Records from a collection:
▬▬▬▬▬▬

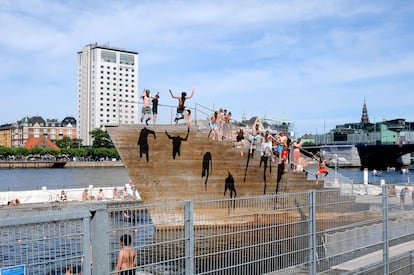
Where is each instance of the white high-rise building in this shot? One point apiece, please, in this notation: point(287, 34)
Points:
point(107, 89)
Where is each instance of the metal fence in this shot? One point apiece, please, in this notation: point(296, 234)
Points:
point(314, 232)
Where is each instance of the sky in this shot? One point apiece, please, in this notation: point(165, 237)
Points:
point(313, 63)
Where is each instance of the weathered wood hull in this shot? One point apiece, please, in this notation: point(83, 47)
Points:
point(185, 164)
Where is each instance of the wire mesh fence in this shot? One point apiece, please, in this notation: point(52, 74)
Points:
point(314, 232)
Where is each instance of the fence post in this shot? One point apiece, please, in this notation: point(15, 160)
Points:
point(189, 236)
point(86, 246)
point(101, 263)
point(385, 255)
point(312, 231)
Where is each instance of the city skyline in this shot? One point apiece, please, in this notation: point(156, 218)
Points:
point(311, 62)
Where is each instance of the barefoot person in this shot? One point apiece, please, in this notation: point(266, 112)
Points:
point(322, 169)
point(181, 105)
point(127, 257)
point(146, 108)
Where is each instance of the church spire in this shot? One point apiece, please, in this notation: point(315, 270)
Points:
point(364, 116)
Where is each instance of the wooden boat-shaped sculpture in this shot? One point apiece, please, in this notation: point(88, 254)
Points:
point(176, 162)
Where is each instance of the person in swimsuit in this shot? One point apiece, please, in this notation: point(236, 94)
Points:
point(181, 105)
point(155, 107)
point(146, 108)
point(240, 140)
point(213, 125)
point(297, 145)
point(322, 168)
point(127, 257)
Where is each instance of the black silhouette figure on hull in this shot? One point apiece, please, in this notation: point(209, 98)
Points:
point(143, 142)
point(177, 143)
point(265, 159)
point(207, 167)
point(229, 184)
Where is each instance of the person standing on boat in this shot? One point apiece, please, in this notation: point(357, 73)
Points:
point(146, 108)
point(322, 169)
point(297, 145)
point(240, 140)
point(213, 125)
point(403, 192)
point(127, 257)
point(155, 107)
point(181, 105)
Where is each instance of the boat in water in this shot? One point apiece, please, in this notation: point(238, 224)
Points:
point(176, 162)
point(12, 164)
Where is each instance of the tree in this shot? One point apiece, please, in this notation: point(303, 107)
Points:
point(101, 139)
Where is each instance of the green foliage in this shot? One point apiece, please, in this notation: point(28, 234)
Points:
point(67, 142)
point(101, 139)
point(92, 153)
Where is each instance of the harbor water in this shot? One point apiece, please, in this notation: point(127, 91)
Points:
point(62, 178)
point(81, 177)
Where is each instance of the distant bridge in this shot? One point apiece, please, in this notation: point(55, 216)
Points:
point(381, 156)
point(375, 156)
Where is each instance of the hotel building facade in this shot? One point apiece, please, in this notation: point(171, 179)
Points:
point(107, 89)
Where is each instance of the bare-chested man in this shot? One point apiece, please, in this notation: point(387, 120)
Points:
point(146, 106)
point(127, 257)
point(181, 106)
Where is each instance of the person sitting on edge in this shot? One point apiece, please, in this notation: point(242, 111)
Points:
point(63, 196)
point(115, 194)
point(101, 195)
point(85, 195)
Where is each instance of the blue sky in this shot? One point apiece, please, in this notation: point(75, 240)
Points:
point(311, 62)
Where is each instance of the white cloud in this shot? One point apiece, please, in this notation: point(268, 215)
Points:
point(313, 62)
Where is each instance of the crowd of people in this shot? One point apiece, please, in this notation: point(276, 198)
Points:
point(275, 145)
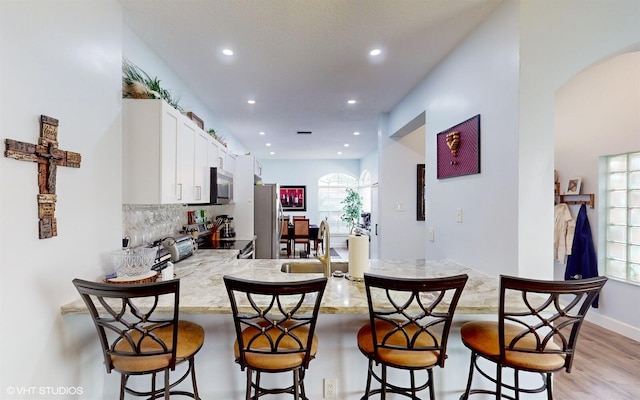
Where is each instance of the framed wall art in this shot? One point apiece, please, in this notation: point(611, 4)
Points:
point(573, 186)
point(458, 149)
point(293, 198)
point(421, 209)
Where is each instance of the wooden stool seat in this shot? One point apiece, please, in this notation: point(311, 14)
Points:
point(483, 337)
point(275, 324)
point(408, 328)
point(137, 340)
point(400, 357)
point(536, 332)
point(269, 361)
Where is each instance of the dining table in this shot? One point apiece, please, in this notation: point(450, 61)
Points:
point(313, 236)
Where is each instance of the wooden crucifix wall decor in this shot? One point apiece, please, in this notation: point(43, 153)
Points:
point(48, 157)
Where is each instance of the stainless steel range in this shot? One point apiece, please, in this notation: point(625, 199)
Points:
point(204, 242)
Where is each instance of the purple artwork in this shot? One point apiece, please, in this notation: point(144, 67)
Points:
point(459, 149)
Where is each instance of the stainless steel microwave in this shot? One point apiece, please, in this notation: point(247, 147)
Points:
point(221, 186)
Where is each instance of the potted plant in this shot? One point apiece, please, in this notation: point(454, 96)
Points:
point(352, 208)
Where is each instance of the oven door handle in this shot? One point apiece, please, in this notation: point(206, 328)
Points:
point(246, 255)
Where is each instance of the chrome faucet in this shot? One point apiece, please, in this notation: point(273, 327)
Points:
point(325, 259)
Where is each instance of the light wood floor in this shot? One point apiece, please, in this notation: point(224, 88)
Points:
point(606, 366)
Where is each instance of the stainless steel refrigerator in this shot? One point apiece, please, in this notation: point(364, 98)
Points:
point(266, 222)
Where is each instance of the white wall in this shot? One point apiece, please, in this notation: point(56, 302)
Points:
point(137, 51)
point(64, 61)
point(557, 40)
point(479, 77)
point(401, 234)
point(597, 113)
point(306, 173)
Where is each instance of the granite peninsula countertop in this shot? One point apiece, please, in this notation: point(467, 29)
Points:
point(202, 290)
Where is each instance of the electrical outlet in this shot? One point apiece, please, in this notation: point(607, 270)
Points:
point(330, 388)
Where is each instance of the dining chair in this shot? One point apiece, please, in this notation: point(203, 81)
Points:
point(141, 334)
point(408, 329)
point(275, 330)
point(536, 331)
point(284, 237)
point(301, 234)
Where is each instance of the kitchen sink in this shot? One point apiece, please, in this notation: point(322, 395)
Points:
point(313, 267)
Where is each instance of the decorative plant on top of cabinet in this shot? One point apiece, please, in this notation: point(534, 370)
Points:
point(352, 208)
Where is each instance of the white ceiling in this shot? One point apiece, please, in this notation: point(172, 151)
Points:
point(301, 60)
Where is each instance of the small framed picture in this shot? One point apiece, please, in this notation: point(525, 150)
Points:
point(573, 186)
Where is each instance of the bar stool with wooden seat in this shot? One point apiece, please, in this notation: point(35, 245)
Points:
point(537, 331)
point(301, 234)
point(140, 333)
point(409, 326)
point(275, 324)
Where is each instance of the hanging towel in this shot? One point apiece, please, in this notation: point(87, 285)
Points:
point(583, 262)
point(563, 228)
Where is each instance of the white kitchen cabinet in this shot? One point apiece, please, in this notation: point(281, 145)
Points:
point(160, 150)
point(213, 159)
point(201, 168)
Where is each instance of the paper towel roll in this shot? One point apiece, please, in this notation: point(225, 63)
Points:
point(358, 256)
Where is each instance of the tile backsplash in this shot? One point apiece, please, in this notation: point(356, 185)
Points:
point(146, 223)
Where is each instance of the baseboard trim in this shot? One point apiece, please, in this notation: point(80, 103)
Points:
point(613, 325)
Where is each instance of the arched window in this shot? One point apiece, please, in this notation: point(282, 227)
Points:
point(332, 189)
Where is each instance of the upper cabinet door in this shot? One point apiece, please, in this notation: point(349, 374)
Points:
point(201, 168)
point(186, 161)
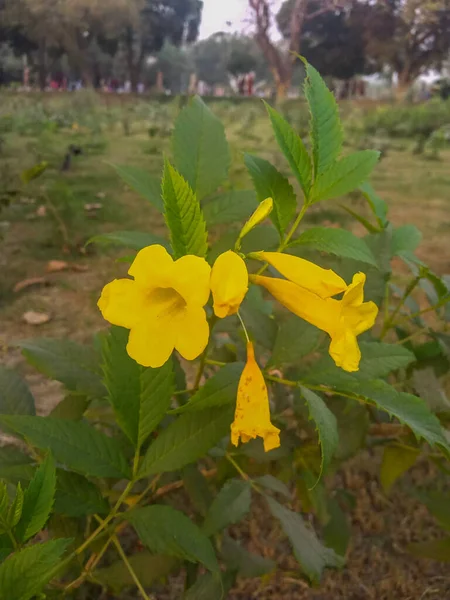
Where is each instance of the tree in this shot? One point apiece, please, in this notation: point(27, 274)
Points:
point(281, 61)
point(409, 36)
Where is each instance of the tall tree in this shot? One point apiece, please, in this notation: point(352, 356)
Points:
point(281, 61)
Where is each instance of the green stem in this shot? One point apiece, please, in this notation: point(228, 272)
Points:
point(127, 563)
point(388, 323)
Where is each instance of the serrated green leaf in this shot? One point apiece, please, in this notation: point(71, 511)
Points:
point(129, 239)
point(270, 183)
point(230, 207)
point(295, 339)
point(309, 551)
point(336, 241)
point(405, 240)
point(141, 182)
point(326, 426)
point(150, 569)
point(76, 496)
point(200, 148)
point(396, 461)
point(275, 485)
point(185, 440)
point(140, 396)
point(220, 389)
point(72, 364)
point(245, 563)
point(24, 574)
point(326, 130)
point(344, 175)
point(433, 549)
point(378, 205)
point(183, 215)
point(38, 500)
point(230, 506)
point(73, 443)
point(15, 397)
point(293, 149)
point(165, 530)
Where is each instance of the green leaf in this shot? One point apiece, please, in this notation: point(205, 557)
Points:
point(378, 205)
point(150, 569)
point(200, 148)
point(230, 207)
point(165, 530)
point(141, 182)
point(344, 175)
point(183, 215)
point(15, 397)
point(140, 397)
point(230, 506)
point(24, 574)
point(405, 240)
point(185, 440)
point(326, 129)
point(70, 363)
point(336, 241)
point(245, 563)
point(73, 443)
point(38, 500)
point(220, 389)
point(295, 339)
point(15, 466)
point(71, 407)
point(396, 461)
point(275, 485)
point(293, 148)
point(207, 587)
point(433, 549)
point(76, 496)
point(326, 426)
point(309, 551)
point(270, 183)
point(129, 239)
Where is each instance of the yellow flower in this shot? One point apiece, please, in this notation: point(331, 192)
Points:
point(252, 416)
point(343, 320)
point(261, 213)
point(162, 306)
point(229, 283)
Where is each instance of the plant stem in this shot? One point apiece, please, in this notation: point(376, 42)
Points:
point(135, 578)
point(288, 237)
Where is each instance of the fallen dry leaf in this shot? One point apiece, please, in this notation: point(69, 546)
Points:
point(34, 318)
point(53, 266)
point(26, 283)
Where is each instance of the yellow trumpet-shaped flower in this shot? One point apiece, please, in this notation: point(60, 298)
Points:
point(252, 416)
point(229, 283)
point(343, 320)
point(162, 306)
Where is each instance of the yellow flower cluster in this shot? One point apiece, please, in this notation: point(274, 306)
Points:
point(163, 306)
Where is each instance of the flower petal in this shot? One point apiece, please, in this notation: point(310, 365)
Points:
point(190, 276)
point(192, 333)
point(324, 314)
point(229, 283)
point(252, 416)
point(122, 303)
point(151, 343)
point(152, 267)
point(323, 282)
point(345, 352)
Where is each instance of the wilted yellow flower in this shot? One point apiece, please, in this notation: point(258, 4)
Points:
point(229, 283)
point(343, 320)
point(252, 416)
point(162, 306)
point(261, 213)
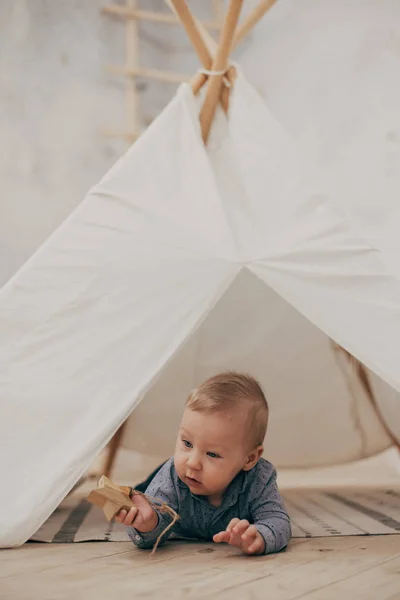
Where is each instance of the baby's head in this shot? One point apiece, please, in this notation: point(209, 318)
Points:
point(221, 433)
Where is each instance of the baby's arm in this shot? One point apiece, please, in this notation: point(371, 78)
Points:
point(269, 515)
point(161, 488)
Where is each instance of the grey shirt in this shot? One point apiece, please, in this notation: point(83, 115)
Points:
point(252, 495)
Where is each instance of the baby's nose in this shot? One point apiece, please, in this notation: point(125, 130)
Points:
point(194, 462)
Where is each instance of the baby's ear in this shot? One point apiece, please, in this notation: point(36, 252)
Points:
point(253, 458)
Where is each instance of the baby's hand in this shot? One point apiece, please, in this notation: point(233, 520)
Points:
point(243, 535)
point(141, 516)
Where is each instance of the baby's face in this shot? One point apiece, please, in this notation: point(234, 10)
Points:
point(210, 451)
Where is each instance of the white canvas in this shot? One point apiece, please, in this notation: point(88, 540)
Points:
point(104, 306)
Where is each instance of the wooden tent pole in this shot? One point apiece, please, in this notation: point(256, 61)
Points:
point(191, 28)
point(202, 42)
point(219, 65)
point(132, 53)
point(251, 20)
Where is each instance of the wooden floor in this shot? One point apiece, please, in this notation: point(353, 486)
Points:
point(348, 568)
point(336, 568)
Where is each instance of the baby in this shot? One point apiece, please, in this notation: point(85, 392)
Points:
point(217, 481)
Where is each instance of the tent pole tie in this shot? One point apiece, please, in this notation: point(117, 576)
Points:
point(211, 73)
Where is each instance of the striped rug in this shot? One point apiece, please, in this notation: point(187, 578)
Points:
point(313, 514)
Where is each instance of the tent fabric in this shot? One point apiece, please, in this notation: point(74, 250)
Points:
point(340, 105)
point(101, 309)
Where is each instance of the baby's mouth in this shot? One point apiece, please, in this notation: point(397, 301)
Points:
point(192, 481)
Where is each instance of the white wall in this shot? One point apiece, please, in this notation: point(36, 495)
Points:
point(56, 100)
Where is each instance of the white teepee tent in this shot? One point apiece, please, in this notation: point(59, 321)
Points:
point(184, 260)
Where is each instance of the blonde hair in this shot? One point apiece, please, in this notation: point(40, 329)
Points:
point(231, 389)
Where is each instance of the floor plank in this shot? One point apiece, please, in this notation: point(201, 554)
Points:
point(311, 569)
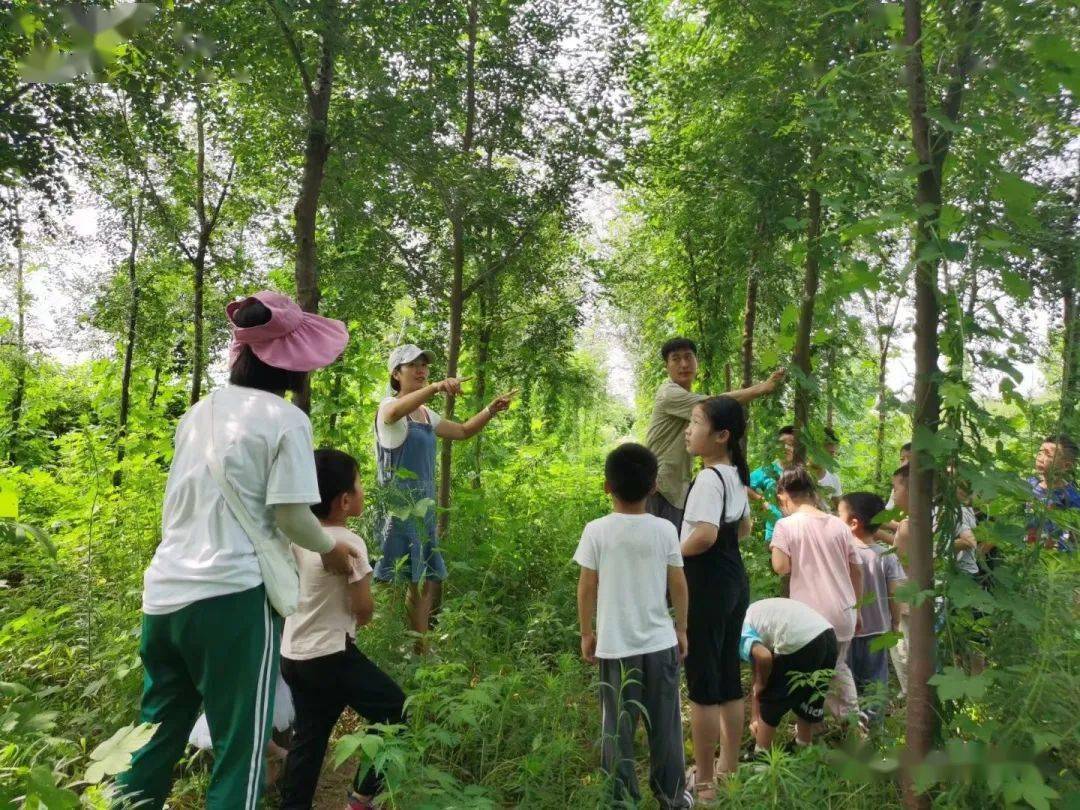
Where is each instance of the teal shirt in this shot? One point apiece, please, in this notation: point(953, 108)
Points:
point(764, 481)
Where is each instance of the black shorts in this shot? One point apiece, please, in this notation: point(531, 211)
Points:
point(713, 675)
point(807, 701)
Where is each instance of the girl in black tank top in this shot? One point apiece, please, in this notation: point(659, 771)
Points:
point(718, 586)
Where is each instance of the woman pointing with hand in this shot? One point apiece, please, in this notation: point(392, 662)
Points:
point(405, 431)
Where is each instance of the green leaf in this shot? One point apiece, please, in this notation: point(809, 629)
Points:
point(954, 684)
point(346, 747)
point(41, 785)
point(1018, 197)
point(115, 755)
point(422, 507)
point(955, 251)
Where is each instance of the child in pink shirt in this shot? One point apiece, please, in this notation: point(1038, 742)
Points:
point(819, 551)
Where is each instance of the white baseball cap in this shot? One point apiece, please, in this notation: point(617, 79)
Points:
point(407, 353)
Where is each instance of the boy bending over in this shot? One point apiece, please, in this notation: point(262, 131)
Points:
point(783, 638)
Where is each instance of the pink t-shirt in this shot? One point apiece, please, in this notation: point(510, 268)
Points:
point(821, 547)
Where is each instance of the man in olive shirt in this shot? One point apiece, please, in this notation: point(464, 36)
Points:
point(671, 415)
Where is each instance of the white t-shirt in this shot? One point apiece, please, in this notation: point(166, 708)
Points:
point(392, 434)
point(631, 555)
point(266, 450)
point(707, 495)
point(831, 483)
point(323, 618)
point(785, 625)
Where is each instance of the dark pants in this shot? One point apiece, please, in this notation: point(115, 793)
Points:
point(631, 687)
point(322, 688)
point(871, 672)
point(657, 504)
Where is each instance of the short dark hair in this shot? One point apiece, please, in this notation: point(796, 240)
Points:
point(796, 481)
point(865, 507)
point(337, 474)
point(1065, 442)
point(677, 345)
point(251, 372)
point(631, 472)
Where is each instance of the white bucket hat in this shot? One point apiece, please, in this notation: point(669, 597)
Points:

▬▬▬▬▬▬

Objective -
Please write out the items again from the line with "Where is each instance of the yellow flower cluster" to the line with "point(194, 462)", switching "baby's" to "infant's" and changing nothing else. Omit the pictures.

Correct answer -
Where is each instance of the yellow flower cluster in this shot? One point apiece, please, in this notation: point(274, 306)
Points:
point(163, 306)
Where is each instance of the flower petal in this shot? One point apiece, please, in this notation: point(310, 365)
Points:
point(190, 276)
point(192, 333)
point(324, 314)
point(229, 283)
point(252, 416)
point(122, 303)
point(151, 343)
point(152, 267)
point(323, 282)
point(345, 352)
Where is each instance of the wilted yellow flower in this shot? One point apiece, please, in this notation: point(258, 4)
Points:
point(229, 283)
point(343, 320)
point(252, 416)
point(162, 306)
point(261, 213)
Where is each instance of the infant's head in this shot? One point apiece, please, in this notation: point(209, 318)
Points:
point(221, 433)
Where is each instance of the infant's arm in this shot? One point apiece, please, in this notation: point(371, 78)
Points:
point(269, 515)
point(161, 488)
Where is each instance of the grey shirt in this shot? One point apiece, please, in this notation: point(83, 115)
Points:
point(252, 495)
Where is each instance of the infant's nose in this shot? One point apiece, please, in this notation: point(125, 130)
Points:
point(194, 462)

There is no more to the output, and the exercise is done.